Required tasks —
A – From the report below on the magistrates' protests, copy out everything from "In Naples prosecutors" down to "floor to speak." without changing a word.
B – Answer these from the report below on the magistrates' protests:
(i) In which building in Naples did magistrates walk out when Nordio began to speak?
(ii) Who was speaking at the Rome ceremony when a group of magistrates left the courtroom?
(iii) What body does the reform create to discipline judges and State attorneys?

Supplied passage —
____
Magistrates staged protests against
Justice Minister Carlo Nordio's reform of the judiciary on
Saturday at ceremonies in several Italian cities to mark the
opening of the judicial year of the country's appeal courts.
In Naples prosecutors and judges lifted copies of the
Constitution to the sky while the national anthem was played and
walked out of the hall in the city's Castel Capuano when Nordio
took the floor to speak.
A group of magistrates also left a courtroom in the Rome when
Cabinet Secretary Alfredo Mantovano spoke at a ceremony there
and a similar protest took place in Milan.
The Constitutional reform, which has received a first green
light from the Lower House, separates the career paths of judges
and prosecutors so they can no longer switch between the two
roles.
It also changes the make-up of the judiciary's self-governing
body, the CSM, overhauling the way its justices are elected by
using a draw process, and creates a High Court to discipline
judges and State attorneys.
____
Data lines —
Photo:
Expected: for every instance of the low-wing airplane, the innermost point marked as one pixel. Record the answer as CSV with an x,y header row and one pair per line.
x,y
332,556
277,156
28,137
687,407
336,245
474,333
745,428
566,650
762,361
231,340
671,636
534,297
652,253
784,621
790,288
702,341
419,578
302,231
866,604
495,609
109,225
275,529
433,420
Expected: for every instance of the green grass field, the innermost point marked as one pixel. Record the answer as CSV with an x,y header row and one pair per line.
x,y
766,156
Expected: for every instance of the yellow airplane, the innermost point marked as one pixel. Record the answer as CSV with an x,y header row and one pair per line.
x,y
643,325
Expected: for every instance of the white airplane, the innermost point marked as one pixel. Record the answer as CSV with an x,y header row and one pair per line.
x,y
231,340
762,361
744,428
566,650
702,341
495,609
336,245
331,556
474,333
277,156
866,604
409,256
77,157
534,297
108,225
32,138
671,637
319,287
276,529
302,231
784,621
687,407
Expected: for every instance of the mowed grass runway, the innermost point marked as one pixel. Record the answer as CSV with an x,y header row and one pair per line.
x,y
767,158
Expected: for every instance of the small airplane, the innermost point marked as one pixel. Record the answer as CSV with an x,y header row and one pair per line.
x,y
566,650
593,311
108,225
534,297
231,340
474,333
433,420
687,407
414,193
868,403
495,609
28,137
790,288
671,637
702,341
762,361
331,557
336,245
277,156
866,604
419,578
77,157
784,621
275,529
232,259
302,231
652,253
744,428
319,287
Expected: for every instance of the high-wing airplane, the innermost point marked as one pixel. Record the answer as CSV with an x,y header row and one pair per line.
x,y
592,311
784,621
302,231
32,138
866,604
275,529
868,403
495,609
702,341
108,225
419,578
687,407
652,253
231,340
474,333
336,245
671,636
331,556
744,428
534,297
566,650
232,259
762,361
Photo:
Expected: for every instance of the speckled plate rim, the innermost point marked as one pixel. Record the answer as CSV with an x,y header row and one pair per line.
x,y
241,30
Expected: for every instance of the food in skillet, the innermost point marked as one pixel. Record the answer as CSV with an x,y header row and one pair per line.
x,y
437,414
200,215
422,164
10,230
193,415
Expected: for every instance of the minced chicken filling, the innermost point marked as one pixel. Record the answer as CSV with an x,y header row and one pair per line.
____
Results of the exercise —
A –
In Naples prosecutors and judges lifted copies of the
Constitution to the sky while the national anthem was played and
walked out of the hall in the city's Castel Capuano when Nordio
took the floor to speak.

B –
(i) Castel Capuano
(ii) Cabinet Secretary Alfredo Mantovano
(iii) A High Court